§ **Task statement**:
What is needed is a word-for-word copy of the records below.

§ **Entries provided**:
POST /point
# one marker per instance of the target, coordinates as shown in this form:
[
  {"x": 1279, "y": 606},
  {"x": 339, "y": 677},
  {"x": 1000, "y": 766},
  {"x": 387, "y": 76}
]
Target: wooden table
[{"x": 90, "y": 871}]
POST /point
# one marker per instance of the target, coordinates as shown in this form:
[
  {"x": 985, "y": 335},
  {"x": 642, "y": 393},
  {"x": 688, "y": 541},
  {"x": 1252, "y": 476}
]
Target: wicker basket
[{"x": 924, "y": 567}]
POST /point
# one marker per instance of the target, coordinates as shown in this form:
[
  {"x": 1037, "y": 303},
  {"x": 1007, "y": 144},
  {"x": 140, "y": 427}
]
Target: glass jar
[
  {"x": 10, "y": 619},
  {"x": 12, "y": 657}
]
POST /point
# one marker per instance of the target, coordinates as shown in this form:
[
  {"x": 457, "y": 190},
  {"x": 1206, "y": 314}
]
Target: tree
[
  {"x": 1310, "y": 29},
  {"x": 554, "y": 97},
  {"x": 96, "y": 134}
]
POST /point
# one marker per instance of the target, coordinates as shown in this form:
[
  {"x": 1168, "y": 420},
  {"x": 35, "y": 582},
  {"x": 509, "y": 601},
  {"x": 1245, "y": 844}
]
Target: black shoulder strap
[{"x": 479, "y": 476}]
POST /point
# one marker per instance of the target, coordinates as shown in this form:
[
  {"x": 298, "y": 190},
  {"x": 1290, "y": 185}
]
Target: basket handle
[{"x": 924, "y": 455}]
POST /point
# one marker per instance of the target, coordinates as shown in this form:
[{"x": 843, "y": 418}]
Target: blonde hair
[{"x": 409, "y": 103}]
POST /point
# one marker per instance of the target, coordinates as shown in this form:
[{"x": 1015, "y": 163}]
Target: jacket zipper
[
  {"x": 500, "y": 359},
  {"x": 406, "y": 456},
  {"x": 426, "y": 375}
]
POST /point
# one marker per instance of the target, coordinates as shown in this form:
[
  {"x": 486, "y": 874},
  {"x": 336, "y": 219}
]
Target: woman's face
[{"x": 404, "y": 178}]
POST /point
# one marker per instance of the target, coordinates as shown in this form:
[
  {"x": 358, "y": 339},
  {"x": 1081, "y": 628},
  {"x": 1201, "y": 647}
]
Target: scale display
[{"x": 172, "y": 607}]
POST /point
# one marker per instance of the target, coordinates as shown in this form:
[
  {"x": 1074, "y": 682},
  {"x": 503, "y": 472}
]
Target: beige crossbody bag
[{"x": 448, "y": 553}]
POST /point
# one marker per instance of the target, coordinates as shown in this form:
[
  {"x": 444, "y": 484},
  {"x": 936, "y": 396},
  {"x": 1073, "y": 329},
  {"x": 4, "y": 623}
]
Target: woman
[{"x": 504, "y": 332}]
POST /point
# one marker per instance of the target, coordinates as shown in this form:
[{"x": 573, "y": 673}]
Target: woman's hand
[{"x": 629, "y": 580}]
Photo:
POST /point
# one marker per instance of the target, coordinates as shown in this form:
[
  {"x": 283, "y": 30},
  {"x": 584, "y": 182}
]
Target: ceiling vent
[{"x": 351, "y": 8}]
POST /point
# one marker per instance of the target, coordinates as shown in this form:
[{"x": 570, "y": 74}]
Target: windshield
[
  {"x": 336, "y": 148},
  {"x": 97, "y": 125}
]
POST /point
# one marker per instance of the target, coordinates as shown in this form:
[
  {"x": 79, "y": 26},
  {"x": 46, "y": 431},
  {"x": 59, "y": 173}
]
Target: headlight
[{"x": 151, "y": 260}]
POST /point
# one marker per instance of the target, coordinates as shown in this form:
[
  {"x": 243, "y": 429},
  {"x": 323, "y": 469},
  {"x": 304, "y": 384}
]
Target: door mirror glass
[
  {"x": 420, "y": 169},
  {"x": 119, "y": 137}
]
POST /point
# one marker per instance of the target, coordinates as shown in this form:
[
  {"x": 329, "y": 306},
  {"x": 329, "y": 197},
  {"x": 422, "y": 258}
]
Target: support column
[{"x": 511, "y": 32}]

§ **Exercise output**:
POST /point
# one marker per instance of the target, coordinates as shown in this form:
[
  {"x": 1279, "y": 606},
  {"x": 339, "y": 677},
  {"x": 1000, "y": 766},
  {"x": 387, "y": 76}
]
Target: wooden table
[{"x": 90, "y": 871}]
POST /point
# one marker per instance of the target, coordinates as shown in this form:
[
  {"x": 985, "y": 335},
  {"x": 642, "y": 393},
  {"x": 688, "y": 541},
  {"x": 1252, "y": 476}
]
Target: wicker basket
[{"x": 924, "y": 567}]
POST /point
# one marker per instance of the target, coordinates as shown in this form:
[
  {"x": 1037, "y": 303},
  {"x": 1007, "y": 144},
  {"x": 140, "y": 427}
]
Target: glass jar
[
  {"x": 10, "y": 619},
  {"x": 12, "y": 657}
]
POST /point
# one marker per instance of the target, coordinates as shown in this form:
[
  {"x": 457, "y": 190},
  {"x": 1206, "y": 314}
]
Target: tree
[
  {"x": 1310, "y": 29},
  {"x": 554, "y": 97},
  {"x": 96, "y": 134}
]
POST /point
# one marker per instance of the target, coordinates as shown in this form:
[
  {"x": 1168, "y": 420},
  {"x": 35, "y": 582},
  {"x": 509, "y": 601},
  {"x": 1245, "y": 844}
]
Target: black shoulder strap
[{"x": 479, "y": 476}]
POST /point
# one marker per instance of the target, coordinates as shown in this form:
[
  {"x": 298, "y": 190},
  {"x": 1290, "y": 185}
]
Target: basket handle
[{"x": 924, "y": 455}]
POST /point
# one marker per instance of the target, coordinates as shown in this form:
[{"x": 843, "y": 418}]
Target: blonde hair
[{"x": 409, "y": 103}]
POST /point
# one marker per instance of the target, coordinates as shown in this form:
[{"x": 1015, "y": 163}]
Target: jacket zipper
[
  {"x": 500, "y": 359},
  {"x": 406, "y": 456},
  {"x": 426, "y": 375}
]
POST /point
# one marker per instance of the target, coordinates as shown in this form:
[
  {"x": 486, "y": 874},
  {"x": 336, "y": 219}
]
Target: woman's face
[{"x": 404, "y": 178}]
POST /point
# one marker per instance of the target, coordinates as shown in this form:
[
  {"x": 358, "y": 339},
  {"x": 1081, "y": 628},
  {"x": 1201, "y": 647}
]
Target: scale display
[{"x": 172, "y": 607}]
POST /point
# one marker per instance of the target, coordinates as shown in this form:
[
  {"x": 1074, "y": 682},
  {"x": 503, "y": 472}
]
Target: beige crossbody bag
[{"x": 448, "y": 553}]
POST /point
# one marker per instance of the target, coordinates as shown in this form:
[
  {"x": 444, "y": 484},
  {"x": 936, "y": 396},
  {"x": 1073, "y": 329},
  {"x": 4, "y": 623}
]
Target: woman
[{"x": 504, "y": 332}]
POST /point
# one marker per instance of the target, coordinates as shown in this form:
[{"x": 573, "y": 673}]
Target: woman's hand
[{"x": 629, "y": 580}]
Photo:
POST /point
# one marker per instance of the target, coordinates as shown in this form:
[
  {"x": 283, "y": 30},
  {"x": 584, "y": 182}
]
Target: ceiling vent
[{"x": 351, "y": 8}]
POST /point
# one marker per instance of the target, coordinates as shown in this form:
[{"x": 570, "y": 74}]
Target: windshield
[
  {"x": 336, "y": 148},
  {"x": 97, "y": 125}
]
POST /point
# one marker per instance of the target, coordinates as shown in this form:
[
  {"x": 79, "y": 26},
  {"x": 46, "y": 431},
  {"x": 59, "y": 173}
]
Target: headlight
[{"x": 151, "y": 260}]
POST /point
# one marker per instance of the target, coordinates as shown in this form:
[
  {"x": 243, "y": 429},
  {"x": 323, "y": 469},
  {"x": 304, "y": 384}
]
Target: door mirror glass
[
  {"x": 420, "y": 169},
  {"x": 119, "y": 137}
]
POST /point
# one marker per instance of the target, coordinates as shown in this form:
[
  {"x": 329, "y": 306},
  {"x": 329, "y": 197},
  {"x": 422, "y": 258}
]
Target: support column
[{"x": 511, "y": 32}]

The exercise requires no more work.